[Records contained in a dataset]
* * * *

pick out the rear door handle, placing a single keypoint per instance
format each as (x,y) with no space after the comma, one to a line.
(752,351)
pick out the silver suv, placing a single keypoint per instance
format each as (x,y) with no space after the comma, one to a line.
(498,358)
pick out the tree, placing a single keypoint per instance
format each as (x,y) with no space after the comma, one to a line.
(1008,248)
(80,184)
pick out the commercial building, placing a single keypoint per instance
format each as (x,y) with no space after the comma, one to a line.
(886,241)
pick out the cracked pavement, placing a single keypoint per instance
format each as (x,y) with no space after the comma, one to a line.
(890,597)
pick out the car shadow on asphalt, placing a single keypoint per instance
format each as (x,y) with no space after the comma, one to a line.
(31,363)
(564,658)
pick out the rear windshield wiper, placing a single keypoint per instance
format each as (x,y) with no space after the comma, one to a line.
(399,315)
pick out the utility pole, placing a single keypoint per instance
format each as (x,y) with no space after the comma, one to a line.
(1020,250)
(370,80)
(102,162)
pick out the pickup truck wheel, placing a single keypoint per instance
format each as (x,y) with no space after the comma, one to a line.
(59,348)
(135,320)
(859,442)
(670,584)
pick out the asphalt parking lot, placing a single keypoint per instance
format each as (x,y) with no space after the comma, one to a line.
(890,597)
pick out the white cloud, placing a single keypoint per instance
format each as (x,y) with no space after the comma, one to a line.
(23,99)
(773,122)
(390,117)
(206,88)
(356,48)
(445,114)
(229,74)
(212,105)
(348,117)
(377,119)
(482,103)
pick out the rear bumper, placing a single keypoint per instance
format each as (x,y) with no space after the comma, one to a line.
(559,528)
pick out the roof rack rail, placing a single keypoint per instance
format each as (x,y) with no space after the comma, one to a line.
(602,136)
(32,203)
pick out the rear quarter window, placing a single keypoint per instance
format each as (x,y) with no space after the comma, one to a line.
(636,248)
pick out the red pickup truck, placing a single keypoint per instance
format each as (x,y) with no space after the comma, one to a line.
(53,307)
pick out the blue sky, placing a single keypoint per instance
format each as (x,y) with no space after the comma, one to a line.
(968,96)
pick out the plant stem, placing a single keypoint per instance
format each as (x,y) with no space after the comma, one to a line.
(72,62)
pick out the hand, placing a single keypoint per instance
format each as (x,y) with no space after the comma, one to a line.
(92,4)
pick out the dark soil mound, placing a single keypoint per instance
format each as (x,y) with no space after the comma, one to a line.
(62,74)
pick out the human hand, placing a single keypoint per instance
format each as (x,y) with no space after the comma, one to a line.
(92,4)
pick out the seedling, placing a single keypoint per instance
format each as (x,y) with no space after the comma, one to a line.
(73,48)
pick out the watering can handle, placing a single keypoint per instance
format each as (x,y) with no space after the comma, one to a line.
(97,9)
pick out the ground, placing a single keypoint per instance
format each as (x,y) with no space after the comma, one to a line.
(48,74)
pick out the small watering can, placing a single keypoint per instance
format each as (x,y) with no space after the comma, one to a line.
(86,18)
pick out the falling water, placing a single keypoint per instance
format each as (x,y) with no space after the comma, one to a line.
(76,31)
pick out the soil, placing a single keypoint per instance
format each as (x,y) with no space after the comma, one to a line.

* * * *

● **Task directions**: Filter the entries above down to the lines that contain "soil".

● **Completed exercise**:
pick out the dark soil mound, placing a single keypoint per instance
pick out the soil, placing a single keypoint per instance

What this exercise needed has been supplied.